#### WHAT IS BEING ASKED:
Please print exactly the line containing "Task: place a pin on each instance of the beach umbrella." and every line after it to the end of the records below, and nothing more.

[DATASET EXTRACT Boundary: Start]

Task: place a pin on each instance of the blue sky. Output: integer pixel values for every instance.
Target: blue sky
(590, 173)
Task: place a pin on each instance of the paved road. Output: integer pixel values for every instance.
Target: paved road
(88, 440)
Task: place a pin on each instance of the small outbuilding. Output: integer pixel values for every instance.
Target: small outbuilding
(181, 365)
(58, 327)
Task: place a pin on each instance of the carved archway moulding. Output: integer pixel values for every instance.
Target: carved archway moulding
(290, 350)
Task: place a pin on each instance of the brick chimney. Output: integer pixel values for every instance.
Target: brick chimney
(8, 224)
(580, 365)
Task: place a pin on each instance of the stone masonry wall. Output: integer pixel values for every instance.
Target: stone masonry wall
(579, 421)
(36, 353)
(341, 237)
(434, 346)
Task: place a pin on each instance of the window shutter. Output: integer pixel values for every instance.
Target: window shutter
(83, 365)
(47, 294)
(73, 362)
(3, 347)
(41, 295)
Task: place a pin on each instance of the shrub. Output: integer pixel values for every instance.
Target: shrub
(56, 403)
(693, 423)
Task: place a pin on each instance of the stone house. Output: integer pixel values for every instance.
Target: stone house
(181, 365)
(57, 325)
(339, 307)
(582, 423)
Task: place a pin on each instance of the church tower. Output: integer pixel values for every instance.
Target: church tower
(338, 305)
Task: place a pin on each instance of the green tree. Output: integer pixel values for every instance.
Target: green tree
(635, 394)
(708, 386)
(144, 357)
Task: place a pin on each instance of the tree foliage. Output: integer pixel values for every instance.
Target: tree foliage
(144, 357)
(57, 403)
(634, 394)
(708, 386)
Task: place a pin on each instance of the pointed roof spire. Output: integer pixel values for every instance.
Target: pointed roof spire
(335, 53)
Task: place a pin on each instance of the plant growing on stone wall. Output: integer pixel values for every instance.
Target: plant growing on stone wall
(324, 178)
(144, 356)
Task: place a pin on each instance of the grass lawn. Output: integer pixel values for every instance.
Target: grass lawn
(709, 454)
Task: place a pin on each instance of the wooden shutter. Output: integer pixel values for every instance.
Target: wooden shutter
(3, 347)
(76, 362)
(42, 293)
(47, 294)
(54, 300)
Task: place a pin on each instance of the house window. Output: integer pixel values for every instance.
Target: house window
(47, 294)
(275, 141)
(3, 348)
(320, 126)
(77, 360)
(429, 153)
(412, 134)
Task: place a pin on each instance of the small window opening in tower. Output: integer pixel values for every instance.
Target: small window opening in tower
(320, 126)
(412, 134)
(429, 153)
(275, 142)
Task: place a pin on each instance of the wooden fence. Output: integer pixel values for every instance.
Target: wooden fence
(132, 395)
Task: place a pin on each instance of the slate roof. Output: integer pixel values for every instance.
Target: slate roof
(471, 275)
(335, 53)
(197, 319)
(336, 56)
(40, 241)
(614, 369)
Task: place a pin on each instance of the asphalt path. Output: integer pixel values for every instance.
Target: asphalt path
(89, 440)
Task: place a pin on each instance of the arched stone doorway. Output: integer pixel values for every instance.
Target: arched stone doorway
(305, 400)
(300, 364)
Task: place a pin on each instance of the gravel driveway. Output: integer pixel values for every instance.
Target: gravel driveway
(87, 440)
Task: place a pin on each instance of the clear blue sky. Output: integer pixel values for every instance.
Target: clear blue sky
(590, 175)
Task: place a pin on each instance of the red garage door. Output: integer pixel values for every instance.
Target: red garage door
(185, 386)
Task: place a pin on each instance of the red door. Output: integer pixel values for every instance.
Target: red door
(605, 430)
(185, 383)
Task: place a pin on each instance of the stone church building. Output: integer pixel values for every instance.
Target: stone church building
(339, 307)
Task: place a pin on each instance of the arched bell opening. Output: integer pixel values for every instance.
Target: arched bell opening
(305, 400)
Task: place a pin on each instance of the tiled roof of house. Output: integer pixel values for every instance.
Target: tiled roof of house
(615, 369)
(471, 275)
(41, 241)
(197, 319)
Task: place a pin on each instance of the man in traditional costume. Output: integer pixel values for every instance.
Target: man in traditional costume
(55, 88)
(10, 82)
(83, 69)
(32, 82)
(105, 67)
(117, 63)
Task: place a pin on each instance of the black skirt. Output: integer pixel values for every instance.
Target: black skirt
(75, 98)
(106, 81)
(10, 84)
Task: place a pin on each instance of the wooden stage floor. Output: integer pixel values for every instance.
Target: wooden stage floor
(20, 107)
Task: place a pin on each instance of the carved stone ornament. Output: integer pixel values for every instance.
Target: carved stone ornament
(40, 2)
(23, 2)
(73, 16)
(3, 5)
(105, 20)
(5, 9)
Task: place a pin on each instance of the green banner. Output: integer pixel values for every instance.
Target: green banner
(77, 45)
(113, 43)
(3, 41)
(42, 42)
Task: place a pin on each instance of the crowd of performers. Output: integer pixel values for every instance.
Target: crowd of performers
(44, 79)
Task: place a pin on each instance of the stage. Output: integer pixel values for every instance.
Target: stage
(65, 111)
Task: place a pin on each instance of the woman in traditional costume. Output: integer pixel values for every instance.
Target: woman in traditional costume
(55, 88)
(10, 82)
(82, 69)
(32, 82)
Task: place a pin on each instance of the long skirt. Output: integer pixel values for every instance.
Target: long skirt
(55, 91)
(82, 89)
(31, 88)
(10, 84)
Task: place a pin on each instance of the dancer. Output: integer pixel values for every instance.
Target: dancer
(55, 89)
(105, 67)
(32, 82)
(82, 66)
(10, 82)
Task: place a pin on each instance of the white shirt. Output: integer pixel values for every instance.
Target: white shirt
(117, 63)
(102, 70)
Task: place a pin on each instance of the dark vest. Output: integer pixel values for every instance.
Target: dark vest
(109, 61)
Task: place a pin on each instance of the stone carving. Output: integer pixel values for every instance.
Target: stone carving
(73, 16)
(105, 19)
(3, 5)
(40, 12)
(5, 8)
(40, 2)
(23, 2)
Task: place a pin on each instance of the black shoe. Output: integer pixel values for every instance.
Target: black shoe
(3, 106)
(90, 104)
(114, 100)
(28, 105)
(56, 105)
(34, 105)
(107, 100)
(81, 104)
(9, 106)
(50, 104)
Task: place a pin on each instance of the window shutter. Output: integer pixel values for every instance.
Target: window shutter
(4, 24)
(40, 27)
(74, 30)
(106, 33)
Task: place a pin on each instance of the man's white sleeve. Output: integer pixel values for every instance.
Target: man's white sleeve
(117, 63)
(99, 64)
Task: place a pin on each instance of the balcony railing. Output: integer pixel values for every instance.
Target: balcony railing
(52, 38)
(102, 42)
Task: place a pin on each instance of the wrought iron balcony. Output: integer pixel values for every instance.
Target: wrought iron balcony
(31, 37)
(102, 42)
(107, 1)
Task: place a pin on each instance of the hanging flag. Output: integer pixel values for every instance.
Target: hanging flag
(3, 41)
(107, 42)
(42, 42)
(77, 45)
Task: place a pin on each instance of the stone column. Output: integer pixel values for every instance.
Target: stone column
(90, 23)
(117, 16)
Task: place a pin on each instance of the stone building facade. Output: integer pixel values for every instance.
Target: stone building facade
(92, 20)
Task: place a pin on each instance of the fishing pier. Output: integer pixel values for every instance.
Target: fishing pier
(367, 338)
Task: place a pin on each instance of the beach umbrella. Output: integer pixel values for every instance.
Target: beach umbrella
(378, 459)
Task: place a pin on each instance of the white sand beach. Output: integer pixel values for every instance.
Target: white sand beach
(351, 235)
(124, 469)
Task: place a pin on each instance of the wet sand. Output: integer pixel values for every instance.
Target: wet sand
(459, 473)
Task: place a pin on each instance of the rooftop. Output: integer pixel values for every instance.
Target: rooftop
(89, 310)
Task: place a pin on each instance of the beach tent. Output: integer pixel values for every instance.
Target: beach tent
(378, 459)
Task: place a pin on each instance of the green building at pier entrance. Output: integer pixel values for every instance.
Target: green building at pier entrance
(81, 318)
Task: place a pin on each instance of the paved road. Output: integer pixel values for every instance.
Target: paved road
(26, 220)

[DATASET EXTRACT Boundary: End]

#### EXPECTED ANSWER:
Task: place a pin on each instance of the beach umbrella. Output: integer pixel values for every instance.
Target: beach umbrella
(378, 459)
Task: place a pin on each instance of the white sand beach. Output: integer pixel values for every instance.
Target: white sand beach
(351, 235)
(124, 469)
Task: place a pin on each instance of the wet sand. Output: integer pixel values for every instance.
Target: wet sand
(459, 473)
Task: place a pin on each instance of the rooftop. Output: integer pixel values for every instance.
Target: rooftop
(89, 310)
Task: place a pin on each instance of the beach tent. Output: integer pixel values for every instance.
Target: beach tent
(378, 459)
Task: place a pin on each instance of the green building at pier entrance. Output: integer pixel values for every instance.
Target: green building at pier entrance
(81, 318)
Task: place a pin on each instance of the paved road. Output: integer pixel values for every instance.
Target: paved road
(26, 220)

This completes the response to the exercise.